From the listing below, copy every line that contains the word "negative".

--- Exercise data Enclosed Below ---

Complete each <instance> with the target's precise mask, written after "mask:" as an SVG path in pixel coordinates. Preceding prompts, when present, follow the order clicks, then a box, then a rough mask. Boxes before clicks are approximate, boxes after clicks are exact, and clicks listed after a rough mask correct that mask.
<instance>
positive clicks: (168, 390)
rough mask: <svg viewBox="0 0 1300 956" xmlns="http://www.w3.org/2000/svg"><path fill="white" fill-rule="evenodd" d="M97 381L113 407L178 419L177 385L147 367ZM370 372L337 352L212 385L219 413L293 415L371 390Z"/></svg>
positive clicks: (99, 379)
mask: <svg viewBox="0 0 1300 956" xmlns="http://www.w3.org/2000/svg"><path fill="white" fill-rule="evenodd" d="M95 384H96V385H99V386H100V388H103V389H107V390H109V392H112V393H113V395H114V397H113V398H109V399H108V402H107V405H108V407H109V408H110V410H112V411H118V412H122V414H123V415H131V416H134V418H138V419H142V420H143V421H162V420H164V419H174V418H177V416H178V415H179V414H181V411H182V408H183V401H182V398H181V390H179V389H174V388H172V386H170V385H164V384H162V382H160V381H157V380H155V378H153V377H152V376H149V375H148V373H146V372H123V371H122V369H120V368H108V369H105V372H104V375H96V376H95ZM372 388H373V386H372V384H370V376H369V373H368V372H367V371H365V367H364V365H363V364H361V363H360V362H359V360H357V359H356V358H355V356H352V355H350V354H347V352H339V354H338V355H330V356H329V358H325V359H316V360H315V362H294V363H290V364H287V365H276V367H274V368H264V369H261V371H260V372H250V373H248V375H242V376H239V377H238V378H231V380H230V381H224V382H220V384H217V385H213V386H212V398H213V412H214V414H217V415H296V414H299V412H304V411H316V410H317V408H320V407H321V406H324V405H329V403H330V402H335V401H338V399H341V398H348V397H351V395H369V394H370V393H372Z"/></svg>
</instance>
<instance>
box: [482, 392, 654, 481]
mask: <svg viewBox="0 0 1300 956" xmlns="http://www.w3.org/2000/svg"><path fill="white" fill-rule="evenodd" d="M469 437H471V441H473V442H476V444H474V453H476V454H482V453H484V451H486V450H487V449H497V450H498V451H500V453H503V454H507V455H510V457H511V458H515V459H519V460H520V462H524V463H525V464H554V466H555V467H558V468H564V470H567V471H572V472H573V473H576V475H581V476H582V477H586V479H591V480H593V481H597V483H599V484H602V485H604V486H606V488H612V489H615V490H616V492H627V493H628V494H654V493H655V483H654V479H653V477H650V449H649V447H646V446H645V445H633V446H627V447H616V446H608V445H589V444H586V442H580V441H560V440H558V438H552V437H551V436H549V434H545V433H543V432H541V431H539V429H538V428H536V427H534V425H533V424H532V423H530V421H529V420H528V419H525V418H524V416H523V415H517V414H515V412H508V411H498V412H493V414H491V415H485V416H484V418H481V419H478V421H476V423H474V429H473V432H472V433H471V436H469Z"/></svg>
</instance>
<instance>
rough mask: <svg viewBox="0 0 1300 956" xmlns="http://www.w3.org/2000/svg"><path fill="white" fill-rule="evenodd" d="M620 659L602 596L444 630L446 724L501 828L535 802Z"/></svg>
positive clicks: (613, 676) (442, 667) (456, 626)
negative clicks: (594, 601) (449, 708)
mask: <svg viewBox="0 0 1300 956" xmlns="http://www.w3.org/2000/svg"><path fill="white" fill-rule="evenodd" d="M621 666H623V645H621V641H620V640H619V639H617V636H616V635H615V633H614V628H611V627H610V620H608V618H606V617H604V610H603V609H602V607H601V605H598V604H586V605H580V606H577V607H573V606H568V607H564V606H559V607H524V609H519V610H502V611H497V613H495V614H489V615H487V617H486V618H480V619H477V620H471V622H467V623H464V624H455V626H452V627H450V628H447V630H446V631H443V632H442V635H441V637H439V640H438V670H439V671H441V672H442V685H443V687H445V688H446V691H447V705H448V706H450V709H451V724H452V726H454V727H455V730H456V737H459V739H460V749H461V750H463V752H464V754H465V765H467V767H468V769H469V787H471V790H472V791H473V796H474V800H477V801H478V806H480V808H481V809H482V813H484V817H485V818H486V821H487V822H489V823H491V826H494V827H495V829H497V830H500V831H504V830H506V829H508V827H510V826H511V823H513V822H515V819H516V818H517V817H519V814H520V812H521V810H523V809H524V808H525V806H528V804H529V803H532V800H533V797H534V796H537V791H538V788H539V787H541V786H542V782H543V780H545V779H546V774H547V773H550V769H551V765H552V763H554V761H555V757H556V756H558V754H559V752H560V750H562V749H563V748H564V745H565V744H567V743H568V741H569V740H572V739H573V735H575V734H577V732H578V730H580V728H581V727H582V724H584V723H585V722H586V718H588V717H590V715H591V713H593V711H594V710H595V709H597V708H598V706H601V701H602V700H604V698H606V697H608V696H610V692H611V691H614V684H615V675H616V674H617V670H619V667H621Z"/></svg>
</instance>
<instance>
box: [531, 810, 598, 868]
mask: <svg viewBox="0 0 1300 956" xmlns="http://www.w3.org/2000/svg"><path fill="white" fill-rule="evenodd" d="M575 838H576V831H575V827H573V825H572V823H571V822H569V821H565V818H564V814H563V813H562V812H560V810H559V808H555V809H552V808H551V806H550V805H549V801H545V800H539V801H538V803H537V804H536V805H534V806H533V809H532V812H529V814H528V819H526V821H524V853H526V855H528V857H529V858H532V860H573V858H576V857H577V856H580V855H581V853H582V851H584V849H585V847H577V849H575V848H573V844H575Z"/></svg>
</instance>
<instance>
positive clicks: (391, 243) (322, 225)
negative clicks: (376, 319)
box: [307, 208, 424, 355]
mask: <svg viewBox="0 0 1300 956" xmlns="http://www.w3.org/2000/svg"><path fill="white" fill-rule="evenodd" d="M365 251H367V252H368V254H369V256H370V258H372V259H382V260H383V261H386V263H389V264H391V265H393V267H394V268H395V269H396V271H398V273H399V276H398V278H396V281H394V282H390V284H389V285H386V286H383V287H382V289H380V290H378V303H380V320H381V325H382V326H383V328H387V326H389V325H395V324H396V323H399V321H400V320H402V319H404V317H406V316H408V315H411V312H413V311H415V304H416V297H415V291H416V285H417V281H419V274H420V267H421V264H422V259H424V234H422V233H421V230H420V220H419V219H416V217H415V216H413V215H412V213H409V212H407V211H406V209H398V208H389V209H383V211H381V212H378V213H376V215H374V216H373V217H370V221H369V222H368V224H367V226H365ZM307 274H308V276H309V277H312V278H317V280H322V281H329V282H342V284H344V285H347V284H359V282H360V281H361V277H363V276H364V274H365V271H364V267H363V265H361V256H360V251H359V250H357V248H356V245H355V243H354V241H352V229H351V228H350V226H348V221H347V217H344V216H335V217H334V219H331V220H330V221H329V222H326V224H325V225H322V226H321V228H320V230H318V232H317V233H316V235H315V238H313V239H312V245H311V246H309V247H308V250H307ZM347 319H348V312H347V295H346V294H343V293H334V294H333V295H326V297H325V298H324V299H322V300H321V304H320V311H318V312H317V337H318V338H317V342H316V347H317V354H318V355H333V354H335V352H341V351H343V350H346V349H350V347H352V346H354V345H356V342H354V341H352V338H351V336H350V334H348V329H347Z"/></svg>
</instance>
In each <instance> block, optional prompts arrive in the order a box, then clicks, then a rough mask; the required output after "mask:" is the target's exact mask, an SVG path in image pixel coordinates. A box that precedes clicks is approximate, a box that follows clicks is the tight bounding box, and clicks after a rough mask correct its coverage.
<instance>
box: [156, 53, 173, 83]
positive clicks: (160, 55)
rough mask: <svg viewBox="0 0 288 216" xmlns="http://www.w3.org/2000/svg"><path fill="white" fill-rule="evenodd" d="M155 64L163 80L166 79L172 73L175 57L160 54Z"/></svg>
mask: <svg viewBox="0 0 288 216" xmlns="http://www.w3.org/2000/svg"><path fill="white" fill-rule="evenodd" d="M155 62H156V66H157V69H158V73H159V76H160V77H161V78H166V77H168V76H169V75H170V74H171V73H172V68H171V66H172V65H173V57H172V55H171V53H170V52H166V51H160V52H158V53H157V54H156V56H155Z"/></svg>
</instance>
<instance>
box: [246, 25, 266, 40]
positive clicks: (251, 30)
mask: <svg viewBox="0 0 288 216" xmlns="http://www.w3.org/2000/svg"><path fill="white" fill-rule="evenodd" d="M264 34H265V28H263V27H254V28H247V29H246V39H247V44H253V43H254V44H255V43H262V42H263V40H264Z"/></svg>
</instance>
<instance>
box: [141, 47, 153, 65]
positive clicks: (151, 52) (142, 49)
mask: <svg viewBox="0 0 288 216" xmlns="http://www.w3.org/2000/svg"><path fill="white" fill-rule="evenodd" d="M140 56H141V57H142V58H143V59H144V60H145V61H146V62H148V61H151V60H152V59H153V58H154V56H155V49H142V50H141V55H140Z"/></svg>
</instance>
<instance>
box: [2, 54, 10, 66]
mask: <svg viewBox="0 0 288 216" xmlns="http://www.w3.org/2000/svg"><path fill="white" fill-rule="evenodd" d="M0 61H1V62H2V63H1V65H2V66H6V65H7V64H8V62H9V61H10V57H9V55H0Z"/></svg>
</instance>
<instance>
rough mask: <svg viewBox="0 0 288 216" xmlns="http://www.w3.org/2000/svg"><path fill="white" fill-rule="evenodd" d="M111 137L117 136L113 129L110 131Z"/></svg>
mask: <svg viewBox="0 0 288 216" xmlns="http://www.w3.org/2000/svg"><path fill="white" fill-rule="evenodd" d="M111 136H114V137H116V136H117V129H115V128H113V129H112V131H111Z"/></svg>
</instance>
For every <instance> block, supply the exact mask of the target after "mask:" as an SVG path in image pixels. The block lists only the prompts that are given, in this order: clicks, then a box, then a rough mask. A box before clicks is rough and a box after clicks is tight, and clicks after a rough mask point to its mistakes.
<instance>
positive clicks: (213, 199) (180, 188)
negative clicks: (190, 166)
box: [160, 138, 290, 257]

--- End of Enclosed Exercise data ---

Written reply.
negative clicks: (594, 601) (449, 708)
negative clicks: (376, 319)
negative clicks: (190, 166)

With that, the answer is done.